-- Start of Passage --

It is possible that the library in question doesn't exist, in which
case you've simply installed the wrong software package.  OTOH, what's
more likely (in this case anyway) is that it does exist, but using a
different path or version number than expected.  You should attempt to
verify (using ``ls'' or some other tool) that the library in question
does indeed exist on your system and that the permissions are set
reasonably.

If the version number differs from the version that your application
is expecting, it would be best to attempt to find the correct version
of the library.  If that can't be done, it may be the case that an
older or newer version of the library will work, particularly if the
interfaces that your application uses haven't changed.  You can make your
application use an older or newer version of the library by creating
symbolic links to the existing library.

It could also be a path problem.  I.e, the dynamic loader looks in
some specific predetermined places when attempting to find the library
to load.  Some of these places are listed in ld.so.conf, but the
directories which are searched also depends upon whether or not you
have an LD_LIBRARY_PATH variable set or whether the application was
compiled with a particular setting of LD_RUN_PATH or if -rpath options
were passed to the linker.  If the path to the library looks like it
ought to be one of the standard paths that the dynamic linker is
searching, you ought to check /etc/ld.so.conf to see if the path in
question is indeed in the list.  If it's not, you can add it and rerun
ldconfig (as root).  OTOH, if it looks like a nonstandard path that you
don't want searched, you can add this path to LD_LIBRARY_PATH.

-- End of Passage --
-- Start of Provided material --

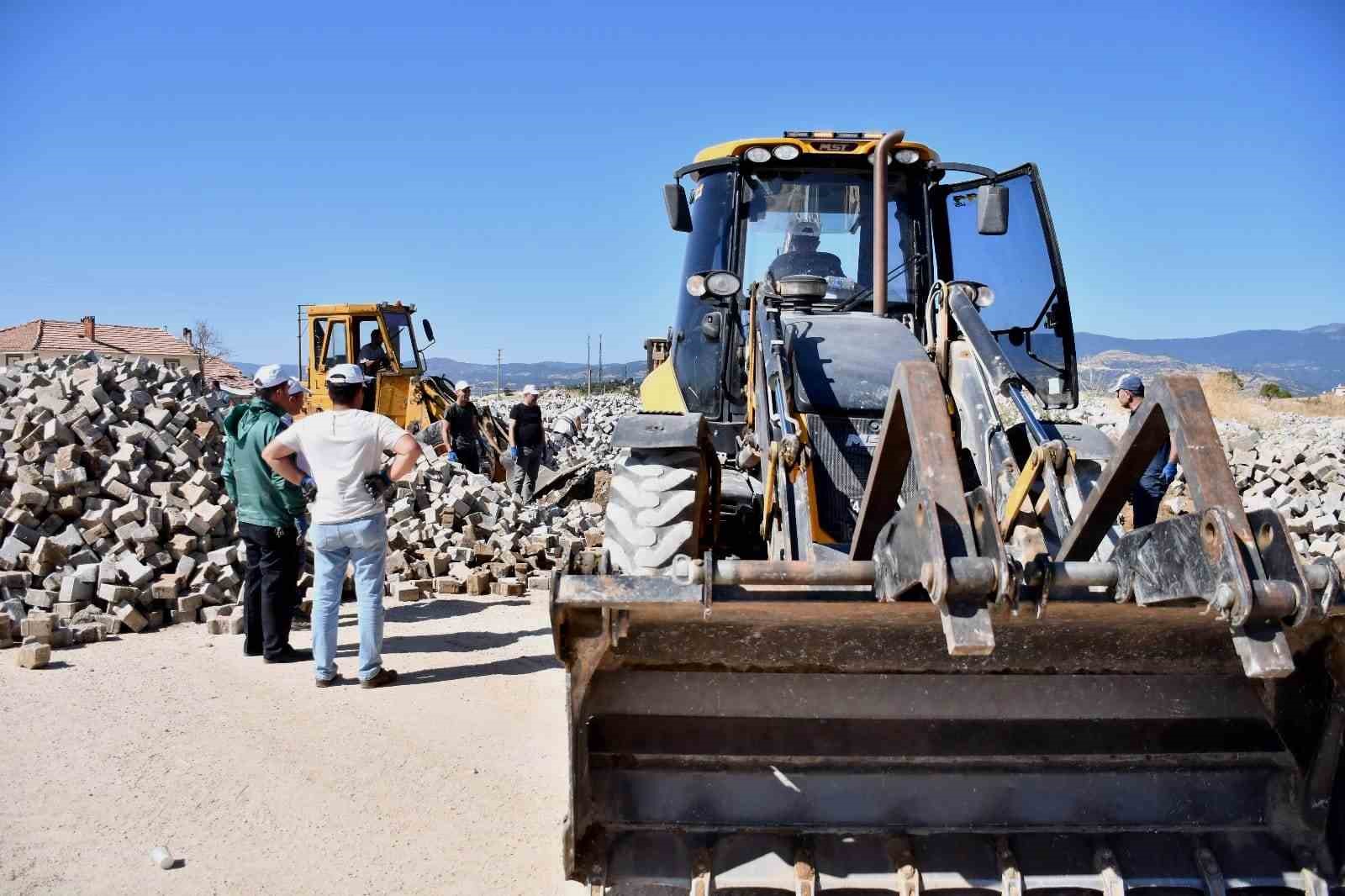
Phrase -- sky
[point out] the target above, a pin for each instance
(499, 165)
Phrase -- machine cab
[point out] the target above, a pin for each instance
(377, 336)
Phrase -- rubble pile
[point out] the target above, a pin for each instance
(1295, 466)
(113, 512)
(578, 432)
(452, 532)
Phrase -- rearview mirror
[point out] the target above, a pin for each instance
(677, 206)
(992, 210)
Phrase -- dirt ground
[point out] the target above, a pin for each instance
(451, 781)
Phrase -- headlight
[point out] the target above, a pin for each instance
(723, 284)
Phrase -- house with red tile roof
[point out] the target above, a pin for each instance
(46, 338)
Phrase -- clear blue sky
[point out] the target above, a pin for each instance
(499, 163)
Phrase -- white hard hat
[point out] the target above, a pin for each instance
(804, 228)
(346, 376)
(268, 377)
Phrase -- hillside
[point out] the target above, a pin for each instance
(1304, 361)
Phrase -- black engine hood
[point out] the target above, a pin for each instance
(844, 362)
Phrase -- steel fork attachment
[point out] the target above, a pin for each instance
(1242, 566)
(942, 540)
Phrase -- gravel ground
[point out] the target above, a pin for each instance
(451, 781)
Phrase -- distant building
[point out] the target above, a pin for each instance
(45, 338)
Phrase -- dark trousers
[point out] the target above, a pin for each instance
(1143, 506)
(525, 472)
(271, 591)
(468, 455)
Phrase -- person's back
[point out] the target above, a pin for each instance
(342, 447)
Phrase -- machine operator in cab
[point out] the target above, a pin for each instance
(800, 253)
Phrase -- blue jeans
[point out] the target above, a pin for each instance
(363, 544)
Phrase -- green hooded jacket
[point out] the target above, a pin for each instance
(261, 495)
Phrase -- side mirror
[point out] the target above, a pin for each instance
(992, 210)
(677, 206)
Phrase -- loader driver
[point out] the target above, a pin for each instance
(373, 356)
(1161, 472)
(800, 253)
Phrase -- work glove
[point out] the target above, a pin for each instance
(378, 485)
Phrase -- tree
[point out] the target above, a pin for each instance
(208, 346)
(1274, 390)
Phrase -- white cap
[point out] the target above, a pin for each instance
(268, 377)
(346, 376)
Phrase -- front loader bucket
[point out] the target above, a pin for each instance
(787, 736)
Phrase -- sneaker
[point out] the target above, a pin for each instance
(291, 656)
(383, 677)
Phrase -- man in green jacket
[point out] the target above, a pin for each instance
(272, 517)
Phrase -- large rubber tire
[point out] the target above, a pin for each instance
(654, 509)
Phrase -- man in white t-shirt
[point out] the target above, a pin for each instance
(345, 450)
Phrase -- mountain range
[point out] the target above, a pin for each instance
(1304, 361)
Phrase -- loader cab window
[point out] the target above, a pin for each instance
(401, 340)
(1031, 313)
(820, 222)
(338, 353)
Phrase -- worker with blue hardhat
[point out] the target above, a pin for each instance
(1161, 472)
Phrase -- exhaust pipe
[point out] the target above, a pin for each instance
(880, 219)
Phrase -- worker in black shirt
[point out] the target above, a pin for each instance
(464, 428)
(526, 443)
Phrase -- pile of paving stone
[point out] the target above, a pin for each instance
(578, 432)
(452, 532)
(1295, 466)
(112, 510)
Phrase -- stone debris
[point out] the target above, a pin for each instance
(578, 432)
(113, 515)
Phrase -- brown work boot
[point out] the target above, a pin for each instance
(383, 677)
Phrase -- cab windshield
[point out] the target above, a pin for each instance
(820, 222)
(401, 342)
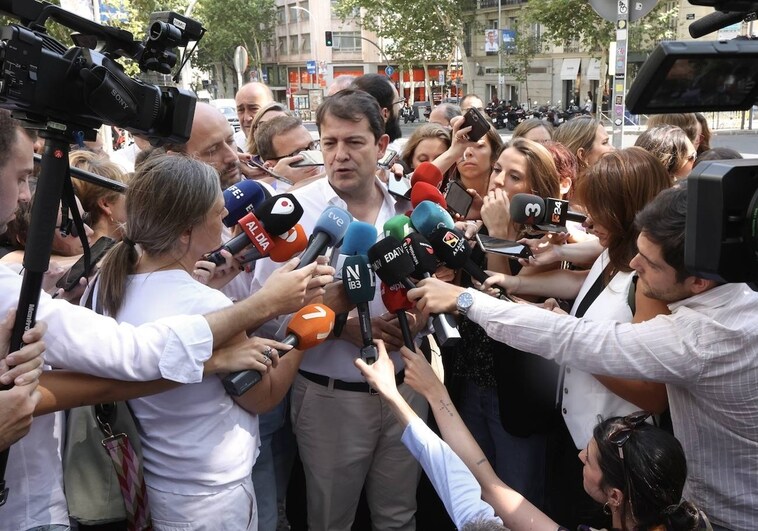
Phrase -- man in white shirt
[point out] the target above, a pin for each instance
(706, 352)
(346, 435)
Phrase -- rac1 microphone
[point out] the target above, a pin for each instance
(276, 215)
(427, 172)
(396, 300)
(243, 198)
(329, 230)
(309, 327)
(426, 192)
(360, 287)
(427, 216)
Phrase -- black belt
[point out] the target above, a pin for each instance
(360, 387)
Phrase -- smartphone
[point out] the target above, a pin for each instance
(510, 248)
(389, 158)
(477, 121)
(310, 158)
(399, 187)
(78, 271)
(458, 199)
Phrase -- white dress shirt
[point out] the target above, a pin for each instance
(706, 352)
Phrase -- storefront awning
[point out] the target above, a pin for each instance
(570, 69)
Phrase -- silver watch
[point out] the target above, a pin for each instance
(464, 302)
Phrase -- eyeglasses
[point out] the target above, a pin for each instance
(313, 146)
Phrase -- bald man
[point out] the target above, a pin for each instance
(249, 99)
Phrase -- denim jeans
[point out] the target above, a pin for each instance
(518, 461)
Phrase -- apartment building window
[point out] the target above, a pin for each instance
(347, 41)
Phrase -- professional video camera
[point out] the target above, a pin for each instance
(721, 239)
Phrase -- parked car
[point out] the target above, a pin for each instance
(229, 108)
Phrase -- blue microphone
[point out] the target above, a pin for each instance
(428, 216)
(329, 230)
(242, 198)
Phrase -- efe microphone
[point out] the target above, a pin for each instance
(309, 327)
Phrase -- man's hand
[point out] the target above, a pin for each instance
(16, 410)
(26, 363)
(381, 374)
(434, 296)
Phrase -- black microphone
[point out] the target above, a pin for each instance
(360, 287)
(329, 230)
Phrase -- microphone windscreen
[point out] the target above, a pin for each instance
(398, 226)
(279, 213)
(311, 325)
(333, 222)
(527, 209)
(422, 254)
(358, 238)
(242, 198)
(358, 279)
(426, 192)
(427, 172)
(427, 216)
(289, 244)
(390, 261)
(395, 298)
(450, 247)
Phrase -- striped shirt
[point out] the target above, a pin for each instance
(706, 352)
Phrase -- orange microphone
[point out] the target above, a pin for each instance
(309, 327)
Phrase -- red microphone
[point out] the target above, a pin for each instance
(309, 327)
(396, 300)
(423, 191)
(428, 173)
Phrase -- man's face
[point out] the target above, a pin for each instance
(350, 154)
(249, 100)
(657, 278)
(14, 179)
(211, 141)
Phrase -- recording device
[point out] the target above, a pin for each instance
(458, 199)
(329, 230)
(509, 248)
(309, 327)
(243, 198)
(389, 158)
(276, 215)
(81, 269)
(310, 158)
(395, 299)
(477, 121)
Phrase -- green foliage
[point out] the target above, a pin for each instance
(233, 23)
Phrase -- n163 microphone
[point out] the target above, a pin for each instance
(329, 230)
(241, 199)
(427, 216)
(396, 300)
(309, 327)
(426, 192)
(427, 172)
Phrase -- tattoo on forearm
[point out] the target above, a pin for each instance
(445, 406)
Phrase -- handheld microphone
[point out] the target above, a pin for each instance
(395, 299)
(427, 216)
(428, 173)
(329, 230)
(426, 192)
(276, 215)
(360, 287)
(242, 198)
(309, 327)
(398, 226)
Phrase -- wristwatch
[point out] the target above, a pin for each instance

-- End of Provided material --

(What the exercise asks):
Write the next part of the passage on tracking down a missing shared library, starting after its final sentence.

(Output below):
For debugging this type of problem, it is also useful to know about
``ldd''.  This is a tool which displays the the names of the shared
libraries that an application expects to be able to load and the
locations at which these shared libraries may be found.  (It should
be noted, however, that libraries opened via (only) dlopen() are not
listed by ldd.)  E.g, on my Red Hat 7.1 system, I see the following:

[root@mesquite kev]# ldd /sbin/linuxconf
        libncurses.so.5 => /usr/lib/libncurses.so.5 (0x4002d000)
        libdl.so.2 => /lib/libdl.so.2 (0x4006f000)
        libcrypt.so.1 => /lib/libcrypt.so.1 (0x40073000)
        libgd.so.1.8 => /usr/lib/libgd.so.1.8 (0x400a1000)
        libpng.so.2 => /usr/lib/libpng.so.2 (0x400d4000)
        libz.so.1 => /usr/lib/libz.so.1 (0x400f5000)
        libstdc++-libc6.2-2.so.3 => /usr/lib/libstdc++-libc6.2-2.so.3 (0x40103000)
        libm.so.6 => /lib/i686/libm.so.6 (0x40147000)
        libc.so.6 => /lib/i686/libc.so.6 (0x4016b000)
        libttf.so.2 => /usr/lib/libttf.so.2 (0x4029b000)
        libjpeg.so.62 => /usr/lib/libjpeg.so.62 (0x402c5000)
        /lib/ld-linux.so.2 => /lib/ld-linux.so.2 (0x40000000)

Furthermore, I see...

[root@mesquite kev]# rpm -q -f /usr/lib/libgd.so.1.8
gd-1.8.3-7

So, it looks to me like you've install a much newer version of the ``gd''
packages that you ought to have.  (I.e, the version number is wrong.)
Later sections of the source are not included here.